▶ [WORK REQUIRED]: List every line below that contains the word "tree". Case counts.

▶ [INPUT MATERIAL]:
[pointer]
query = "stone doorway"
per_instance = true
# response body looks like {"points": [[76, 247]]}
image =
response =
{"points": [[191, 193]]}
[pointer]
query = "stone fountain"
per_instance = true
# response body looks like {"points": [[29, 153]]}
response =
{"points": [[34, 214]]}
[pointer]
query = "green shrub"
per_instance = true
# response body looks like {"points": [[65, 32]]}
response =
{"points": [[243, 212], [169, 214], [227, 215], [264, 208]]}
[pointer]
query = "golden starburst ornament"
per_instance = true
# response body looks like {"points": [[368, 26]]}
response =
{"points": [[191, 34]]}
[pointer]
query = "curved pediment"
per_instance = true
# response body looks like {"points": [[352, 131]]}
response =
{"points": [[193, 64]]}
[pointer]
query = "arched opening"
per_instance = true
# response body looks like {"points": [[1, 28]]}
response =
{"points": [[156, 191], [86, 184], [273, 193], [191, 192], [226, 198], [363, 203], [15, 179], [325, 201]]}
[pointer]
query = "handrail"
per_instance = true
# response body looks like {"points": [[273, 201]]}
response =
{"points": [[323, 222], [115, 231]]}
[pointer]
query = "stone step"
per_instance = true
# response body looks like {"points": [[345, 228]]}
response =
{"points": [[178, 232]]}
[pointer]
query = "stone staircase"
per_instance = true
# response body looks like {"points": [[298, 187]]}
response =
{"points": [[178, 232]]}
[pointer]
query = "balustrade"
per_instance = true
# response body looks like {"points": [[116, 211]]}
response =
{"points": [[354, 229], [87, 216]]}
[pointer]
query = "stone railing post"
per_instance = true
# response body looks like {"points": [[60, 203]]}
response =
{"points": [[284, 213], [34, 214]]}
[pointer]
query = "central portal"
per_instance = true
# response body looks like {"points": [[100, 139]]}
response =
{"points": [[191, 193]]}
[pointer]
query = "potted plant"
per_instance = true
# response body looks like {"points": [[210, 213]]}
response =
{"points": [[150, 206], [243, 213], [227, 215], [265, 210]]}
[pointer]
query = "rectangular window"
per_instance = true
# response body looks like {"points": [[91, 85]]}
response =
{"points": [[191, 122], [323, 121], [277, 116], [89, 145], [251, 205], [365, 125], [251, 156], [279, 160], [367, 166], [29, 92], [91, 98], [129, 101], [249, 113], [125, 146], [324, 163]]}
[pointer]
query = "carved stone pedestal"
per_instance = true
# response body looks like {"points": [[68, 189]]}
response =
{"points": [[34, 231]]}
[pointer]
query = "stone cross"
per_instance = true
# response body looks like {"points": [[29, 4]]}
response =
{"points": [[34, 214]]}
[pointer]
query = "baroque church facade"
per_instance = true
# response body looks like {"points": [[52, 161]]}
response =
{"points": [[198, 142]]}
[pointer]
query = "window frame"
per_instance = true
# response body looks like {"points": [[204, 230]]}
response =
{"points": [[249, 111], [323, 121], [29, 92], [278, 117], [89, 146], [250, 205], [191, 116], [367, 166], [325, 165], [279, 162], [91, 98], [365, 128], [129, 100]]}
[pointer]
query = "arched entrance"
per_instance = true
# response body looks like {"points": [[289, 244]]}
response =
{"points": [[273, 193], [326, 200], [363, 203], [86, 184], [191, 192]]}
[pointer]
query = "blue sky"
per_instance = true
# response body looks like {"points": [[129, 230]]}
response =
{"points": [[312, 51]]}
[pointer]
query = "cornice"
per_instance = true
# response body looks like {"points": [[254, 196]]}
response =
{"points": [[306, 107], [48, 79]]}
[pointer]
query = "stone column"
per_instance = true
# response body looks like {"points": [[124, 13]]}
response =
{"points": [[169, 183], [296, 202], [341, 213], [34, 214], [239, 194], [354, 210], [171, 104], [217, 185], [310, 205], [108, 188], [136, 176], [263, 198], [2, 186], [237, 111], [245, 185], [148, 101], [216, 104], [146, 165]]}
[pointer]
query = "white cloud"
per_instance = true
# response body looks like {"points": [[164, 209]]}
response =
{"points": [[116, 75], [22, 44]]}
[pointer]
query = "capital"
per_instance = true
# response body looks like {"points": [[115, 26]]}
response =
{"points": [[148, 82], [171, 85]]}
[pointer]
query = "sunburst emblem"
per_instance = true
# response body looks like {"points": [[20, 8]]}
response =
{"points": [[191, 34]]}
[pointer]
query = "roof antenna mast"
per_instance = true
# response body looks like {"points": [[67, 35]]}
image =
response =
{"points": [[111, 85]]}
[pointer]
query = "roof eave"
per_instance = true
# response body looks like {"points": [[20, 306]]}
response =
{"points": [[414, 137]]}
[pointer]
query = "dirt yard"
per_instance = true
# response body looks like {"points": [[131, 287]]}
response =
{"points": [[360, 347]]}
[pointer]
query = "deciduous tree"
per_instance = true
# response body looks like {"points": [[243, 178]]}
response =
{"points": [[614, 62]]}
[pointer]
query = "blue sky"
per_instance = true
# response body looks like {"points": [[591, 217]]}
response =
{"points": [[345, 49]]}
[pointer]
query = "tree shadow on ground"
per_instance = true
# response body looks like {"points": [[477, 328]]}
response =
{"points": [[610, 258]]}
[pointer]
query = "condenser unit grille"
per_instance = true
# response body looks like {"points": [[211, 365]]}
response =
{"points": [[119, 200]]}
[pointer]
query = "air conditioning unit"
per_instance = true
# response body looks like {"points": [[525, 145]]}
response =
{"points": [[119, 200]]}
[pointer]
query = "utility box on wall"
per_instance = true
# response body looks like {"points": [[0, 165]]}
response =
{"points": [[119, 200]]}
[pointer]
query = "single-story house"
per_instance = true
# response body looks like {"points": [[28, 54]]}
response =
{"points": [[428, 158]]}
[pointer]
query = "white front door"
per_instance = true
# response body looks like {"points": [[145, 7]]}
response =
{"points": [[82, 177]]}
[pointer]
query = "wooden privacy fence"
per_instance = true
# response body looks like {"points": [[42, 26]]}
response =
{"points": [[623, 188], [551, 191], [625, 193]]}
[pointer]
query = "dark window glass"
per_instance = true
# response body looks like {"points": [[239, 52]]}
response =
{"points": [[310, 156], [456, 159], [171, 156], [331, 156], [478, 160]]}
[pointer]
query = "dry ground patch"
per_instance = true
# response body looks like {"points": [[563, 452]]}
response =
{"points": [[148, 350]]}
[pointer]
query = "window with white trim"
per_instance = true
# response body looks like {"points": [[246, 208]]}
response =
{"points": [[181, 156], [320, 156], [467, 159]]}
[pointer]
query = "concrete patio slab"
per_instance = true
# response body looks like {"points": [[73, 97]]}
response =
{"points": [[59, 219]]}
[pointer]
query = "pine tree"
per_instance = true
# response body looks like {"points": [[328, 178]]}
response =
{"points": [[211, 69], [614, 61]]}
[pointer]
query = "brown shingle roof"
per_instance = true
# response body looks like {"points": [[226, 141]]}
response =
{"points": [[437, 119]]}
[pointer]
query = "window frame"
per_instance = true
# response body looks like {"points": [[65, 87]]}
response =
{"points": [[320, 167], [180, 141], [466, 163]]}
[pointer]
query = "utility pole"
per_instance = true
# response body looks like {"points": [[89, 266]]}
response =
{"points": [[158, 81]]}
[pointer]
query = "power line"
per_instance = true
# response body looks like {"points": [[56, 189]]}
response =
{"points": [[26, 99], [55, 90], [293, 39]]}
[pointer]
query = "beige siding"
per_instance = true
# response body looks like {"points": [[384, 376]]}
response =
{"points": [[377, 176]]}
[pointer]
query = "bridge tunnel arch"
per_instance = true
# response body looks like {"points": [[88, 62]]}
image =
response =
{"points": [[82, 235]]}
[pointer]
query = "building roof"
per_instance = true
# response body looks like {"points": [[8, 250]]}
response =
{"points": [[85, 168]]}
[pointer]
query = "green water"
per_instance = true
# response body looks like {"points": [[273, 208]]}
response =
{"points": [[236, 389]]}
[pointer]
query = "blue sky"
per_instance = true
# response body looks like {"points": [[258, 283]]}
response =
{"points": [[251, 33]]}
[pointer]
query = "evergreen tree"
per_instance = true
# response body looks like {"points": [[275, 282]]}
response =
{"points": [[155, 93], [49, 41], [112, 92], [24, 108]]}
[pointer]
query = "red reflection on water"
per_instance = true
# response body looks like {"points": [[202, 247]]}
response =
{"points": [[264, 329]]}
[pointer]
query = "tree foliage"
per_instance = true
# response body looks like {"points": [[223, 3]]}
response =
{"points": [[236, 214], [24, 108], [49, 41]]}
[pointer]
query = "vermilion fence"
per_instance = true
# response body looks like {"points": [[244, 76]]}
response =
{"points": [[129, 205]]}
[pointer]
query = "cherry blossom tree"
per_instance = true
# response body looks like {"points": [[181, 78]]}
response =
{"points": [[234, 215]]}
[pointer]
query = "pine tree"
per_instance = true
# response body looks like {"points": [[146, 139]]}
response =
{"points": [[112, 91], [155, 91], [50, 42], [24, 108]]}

▶ [CORRECT RESPONSE]:
query = "deciduous tree"
query = "tree shadow on ground"
query = "pine tree"
query = "evergreen tree"
query = "tree foliage"
query = "cherry blossom tree"
query = "pine tree"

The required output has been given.